[Point-per-instance localization data]
§

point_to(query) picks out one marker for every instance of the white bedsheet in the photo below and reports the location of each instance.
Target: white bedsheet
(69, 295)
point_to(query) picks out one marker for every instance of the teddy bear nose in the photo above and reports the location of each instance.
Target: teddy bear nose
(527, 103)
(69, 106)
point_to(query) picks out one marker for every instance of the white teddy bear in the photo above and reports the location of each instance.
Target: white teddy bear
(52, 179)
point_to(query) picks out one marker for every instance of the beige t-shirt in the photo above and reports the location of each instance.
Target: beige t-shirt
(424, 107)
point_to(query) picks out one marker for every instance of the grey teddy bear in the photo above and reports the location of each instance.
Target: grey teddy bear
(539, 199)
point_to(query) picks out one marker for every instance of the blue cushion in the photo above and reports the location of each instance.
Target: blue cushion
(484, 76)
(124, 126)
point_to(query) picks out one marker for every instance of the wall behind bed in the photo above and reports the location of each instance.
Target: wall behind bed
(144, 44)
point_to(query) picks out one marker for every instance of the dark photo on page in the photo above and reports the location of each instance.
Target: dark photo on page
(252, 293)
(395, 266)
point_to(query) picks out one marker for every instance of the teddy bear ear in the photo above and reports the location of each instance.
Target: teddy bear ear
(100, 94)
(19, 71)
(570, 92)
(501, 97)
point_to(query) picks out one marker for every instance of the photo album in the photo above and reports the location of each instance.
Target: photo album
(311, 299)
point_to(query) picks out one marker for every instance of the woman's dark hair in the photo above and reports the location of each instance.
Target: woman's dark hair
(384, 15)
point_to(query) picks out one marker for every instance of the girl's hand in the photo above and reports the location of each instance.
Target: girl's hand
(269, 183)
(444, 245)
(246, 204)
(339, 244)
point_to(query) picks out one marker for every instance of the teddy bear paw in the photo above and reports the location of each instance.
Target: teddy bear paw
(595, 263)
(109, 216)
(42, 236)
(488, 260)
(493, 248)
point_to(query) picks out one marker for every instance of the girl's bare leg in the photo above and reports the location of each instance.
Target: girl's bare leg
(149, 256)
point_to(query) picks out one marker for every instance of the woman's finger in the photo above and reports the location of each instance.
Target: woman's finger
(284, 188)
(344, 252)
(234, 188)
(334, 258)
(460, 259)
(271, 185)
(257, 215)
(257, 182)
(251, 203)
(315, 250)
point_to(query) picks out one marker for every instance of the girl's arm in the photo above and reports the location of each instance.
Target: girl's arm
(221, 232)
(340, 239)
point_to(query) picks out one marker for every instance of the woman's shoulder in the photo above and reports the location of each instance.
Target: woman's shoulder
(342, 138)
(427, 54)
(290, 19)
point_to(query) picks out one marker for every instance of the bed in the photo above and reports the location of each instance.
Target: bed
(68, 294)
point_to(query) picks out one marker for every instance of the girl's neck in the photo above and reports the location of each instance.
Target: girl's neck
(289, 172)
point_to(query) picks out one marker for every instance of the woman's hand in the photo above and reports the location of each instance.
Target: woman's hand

§

REQUIREMENT: Only the last part of the entries above is needed: please copy the line with "the girl's neck" and each line after it exactly.

RESPONSE:
point_to(query) picks out one marker for every instance of the girl's neck in the photo above and reports the location of each instance.
Target: girl's neck
(289, 172)
point_to(query) picks out one marker for every instance of the woman's hand in the photo above and reports the location of each instance.
Target: woman's hand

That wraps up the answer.